> **WHAT NEEDS TO BE DONE**: Extract every line of the records below and reproduce each one character for character.

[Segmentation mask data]
____________

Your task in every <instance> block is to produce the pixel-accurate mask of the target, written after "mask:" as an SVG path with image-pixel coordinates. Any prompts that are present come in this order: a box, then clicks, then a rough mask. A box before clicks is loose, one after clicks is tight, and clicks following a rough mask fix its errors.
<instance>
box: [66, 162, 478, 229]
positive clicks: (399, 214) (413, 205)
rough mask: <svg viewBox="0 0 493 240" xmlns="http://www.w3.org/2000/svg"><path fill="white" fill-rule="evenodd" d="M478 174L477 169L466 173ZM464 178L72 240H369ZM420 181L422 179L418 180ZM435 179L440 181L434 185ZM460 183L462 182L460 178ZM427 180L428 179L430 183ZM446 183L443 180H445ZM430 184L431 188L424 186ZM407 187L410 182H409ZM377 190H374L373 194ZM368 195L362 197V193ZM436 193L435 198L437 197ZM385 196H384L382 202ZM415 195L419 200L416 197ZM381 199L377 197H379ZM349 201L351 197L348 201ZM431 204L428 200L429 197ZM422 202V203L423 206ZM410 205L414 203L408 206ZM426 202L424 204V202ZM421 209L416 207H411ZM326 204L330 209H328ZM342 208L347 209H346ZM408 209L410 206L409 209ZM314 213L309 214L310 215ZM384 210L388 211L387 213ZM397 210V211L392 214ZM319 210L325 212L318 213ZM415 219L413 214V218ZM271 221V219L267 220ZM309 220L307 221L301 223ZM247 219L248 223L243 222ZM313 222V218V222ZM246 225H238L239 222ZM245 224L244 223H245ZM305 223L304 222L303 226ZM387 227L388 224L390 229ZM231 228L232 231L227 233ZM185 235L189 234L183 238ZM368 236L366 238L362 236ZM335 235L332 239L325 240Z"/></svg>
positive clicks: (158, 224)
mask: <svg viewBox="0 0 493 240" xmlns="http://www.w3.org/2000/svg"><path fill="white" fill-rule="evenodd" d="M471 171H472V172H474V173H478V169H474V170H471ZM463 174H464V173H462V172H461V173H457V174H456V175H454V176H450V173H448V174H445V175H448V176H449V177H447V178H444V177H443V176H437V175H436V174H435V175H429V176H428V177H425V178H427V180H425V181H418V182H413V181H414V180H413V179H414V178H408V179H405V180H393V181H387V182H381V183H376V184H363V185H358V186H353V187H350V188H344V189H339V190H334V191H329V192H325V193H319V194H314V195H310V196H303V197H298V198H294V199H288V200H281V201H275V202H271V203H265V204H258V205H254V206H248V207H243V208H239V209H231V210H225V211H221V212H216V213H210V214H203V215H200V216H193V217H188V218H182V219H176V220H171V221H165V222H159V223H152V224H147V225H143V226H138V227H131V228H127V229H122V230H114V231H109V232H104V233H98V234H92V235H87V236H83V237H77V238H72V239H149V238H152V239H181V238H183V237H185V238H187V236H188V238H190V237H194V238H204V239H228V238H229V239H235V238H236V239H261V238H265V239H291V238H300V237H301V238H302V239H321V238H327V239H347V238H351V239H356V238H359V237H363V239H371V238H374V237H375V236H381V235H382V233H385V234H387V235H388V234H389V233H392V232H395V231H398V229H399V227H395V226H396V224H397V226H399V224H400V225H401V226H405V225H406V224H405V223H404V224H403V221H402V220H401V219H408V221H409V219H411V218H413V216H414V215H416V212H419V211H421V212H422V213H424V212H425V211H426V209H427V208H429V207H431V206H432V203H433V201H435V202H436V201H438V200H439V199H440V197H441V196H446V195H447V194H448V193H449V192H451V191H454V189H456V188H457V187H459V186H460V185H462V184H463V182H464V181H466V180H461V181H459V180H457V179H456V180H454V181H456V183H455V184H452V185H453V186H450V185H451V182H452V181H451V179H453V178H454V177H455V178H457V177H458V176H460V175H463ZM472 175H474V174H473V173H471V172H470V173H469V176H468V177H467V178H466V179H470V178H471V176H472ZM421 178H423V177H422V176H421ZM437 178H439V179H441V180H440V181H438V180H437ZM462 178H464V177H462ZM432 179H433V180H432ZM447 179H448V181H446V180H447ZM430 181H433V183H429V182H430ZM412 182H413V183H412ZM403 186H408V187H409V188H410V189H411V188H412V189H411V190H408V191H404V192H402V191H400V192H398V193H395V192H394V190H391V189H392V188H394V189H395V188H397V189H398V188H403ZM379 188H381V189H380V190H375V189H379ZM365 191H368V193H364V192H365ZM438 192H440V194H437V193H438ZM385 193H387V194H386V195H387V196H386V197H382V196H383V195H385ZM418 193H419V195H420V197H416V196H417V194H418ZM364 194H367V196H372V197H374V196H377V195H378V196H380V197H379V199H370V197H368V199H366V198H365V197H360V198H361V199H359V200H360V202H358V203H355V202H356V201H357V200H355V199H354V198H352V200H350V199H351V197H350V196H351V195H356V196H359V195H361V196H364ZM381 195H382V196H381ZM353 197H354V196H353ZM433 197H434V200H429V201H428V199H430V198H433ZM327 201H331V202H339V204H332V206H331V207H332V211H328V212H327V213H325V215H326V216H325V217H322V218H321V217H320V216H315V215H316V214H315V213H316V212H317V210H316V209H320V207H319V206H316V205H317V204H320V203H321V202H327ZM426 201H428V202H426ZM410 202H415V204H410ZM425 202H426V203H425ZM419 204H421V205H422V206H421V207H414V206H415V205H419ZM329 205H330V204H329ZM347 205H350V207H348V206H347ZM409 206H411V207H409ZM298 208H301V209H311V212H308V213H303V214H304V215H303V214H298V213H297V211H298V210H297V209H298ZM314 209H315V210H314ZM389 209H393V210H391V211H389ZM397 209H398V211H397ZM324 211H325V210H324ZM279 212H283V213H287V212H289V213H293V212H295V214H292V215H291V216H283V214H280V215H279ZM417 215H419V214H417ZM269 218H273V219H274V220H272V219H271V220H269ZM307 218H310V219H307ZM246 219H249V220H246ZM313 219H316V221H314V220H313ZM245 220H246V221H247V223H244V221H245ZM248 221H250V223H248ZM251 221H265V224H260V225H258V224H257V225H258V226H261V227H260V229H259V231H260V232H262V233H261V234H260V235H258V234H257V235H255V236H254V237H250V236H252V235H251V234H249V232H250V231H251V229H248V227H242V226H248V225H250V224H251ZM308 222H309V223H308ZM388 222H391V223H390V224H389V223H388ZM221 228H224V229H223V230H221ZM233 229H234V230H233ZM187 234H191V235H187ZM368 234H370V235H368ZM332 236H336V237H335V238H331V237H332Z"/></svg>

____________

> **EXERCISE SOLUTION**:
Your task in every <instance> block is to produce the pixel-accurate mask of the target, written after "mask:" as an SVG path with image-pixel coordinates. Any prompts that are present come in this order: a box, then clicks, then a rough mask. A box before clicks is loose, one after clicks is tight, and clicks following a rough mask fix its errors.
<instance>
box: [66, 162, 478, 229]
positive clicks: (399, 214) (413, 205)
rough mask: <svg viewBox="0 0 493 240" xmlns="http://www.w3.org/2000/svg"><path fill="white" fill-rule="evenodd" d="M478 174L477 169L466 173ZM464 178L72 240H369ZM420 181L422 179L418 180ZM435 179L440 181L434 185ZM460 183L462 182L460 178ZM427 180L428 179L430 183ZM446 183L443 180H445ZM430 184L431 188L424 186ZM407 187L410 182H409ZM377 190H374L373 194ZM368 195L362 197V193ZM436 193L435 198L437 197ZM385 196H384L382 202ZM415 195L419 200L416 197ZM381 199L377 197H379ZM349 201L351 197L348 201ZM431 204L428 200L429 197ZM422 202V203L423 206ZM410 205L414 203L408 206ZM426 202L424 204V202ZM421 209L416 207H411ZM326 204L330 209H328ZM342 208L347 209H346ZM408 209L410 206L409 209ZM314 213L309 214L310 215ZM384 210L388 211L387 213ZM397 210V211L392 214ZM319 210L325 212L318 213ZM415 219L413 214V218ZM271 221V219L267 220ZM309 220L307 221L301 223ZM247 219L248 223L243 222ZM313 222V218V222ZM246 225H238L239 222ZM245 224L244 223H245ZM305 223L304 222L303 226ZM387 227L388 224L390 229ZM231 228L232 231L227 233ZM185 235L189 234L183 238ZM368 236L366 238L362 236ZM335 235L332 239L325 240Z"/></svg>
positive clicks: (158, 224)
mask: <svg viewBox="0 0 493 240" xmlns="http://www.w3.org/2000/svg"><path fill="white" fill-rule="evenodd" d="M471 171H472V172H474V173H478V169H474V170H471ZM463 174H464V173H462V172H461V173H457V174H456V175H454V176H450V173H448V174H445V175H448V176H449V177H447V178H444V177H443V176H437V175H436V174H435V175H429V176H428V177H425V178H427V180H425V181H418V182H413V181H414V180H413V179H414V178H408V179H405V180H393V181H387V182H381V183H376V184H363V185H358V186H353V187H350V188H344V189H339V190H334V191H329V192H325V193H319V194H314V195H310V196H303V197H298V198H294V199H288V200H281V201H275V202H271V203H265V204H258V205H254V206H248V207H243V208H239V209H231V210H225V211H221V212H216V213H210V214H203V215H200V216H193V217H188V218H182V219H176V220H171V221H165V222H159V223H152V224H147V225H143V226H138V227H131V228H127V229H122V230H114V231H109V232H104V233H98V234H92V235H87V236H83V237H77V238H72V239H149V238H152V239H181V238H183V237H185V238H187V236H188V238H190V237H194V238H204V239H228V238H229V239H235V238H236V239H261V238H265V239H291V238H300V237H301V238H302V239H321V238H327V239H347V238H351V239H356V238H359V237H363V239H371V238H374V237H375V236H381V235H382V233H385V234H387V235H388V234H389V233H392V232H395V231H398V229H399V227H395V226H396V224H397V226H399V224H400V225H401V226H405V225H406V224H405V223H404V224H403V221H402V220H401V219H408V221H409V219H411V218H413V216H414V215H416V212H419V211H421V212H422V213H424V212H425V211H426V209H427V208H429V207H431V206H432V203H433V201H435V202H436V201H438V200H439V199H440V197H441V196H446V195H447V194H448V193H449V192H451V191H454V189H456V188H457V187H459V186H460V185H462V184H463V182H464V181H466V180H461V181H459V180H457V179H456V180H454V181H456V183H455V184H452V185H453V186H450V185H451V182H452V181H451V179H453V178H454V177H455V178H457V177H458V176H460V175H463ZM472 175H474V174H473V173H471V172H470V173H469V176H468V177H467V178H466V179H470V178H471V176H472ZM421 178H423V177H422V176H421ZM437 178H439V179H441V180H440V181H438V180H437ZM462 178H464V177H462ZM432 179H433V180H432ZM447 179H448V181H446V180H447ZM430 181H433V183H429V182H430ZM412 182H413V183H412ZM403 186H408V187H409V188H410V189H411V188H412V189H411V190H408V191H404V192H402V191H400V192H398V193H395V192H394V190H391V189H392V188H394V189H395V188H397V189H398V188H403ZM379 188H381V189H380V190H375V189H379ZM365 191H368V193H364V192H365ZM438 192H440V194H437V193H438ZM385 193H387V194H386V195H387V196H386V197H382V196H383V195H385ZM418 193H419V195H420V197H416V196H417V194H418ZM364 194H367V196H372V197H374V196H377V195H378V196H380V197H379V199H370V197H368V199H366V198H365V197H360V198H361V199H359V200H360V202H358V203H355V202H356V201H357V200H355V199H354V198H352V200H350V199H351V197H350V196H351V195H356V196H359V195H361V196H364ZM381 195H382V196H381ZM353 197H354V196H353ZM433 197H434V200H429V201H428V199H430V198H433ZM327 201H331V202H339V204H332V206H331V207H332V211H328V212H327V213H325V215H326V216H325V217H322V218H321V217H320V216H315V215H316V214H315V213H316V212H317V210H316V209H320V207H319V206H316V205H317V204H320V203H321V202H327ZM426 201H428V202H426ZM410 202H415V204H410ZM425 202H426V203H425ZM419 204H421V205H422V206H421V207H414V206H415V205H419ZM329 205H330V204H329ZM347 205H350V207H348V206H347ZM409 206H411V207H409ZM298 208H301V209H311V212H308V213H303V214H304V215H303V214H298V213H297V211H298V210H297V209H298ZM314 209H315V210H314ZM389 209H393V210H391V211H389ZM397 209H398V211H397ZM324 211H325V210H324ZM279 212H283V213H287V212H289V213H293V212H295V214H292V215H291V216H283V214H280V215H279ZM417 215H419V214H417ZM269 218H273V219H274V220H272V219H271V220H269ZM307 218H310V219H307ZM246 219H249V220H246ZM313 219H316V221H314V220H313ZM245 220H246V221H247V223H244V221H245ZM248 221H250V223H248ZM251 221H265V224H260V225H258V224H257V225H258V226H261V227H260V229H259V231H260V232H262V233H261V234H260V235H258V234H257V235H255V236H254V237H250V236H252V235H251V234H249V232H250V231H251V229H248V227H242V226H248V225H250V224H251ZM308 222H309V223H308ZM388 222H391V223H390V224H389V223H388ZM221 228H224V229H223V230H221ZM233 229H234V230H233ZM187 234H191V235H187ZM368 234H370V235H368ZM332 236H336V237H335V238H331V237H332Z"/></svg>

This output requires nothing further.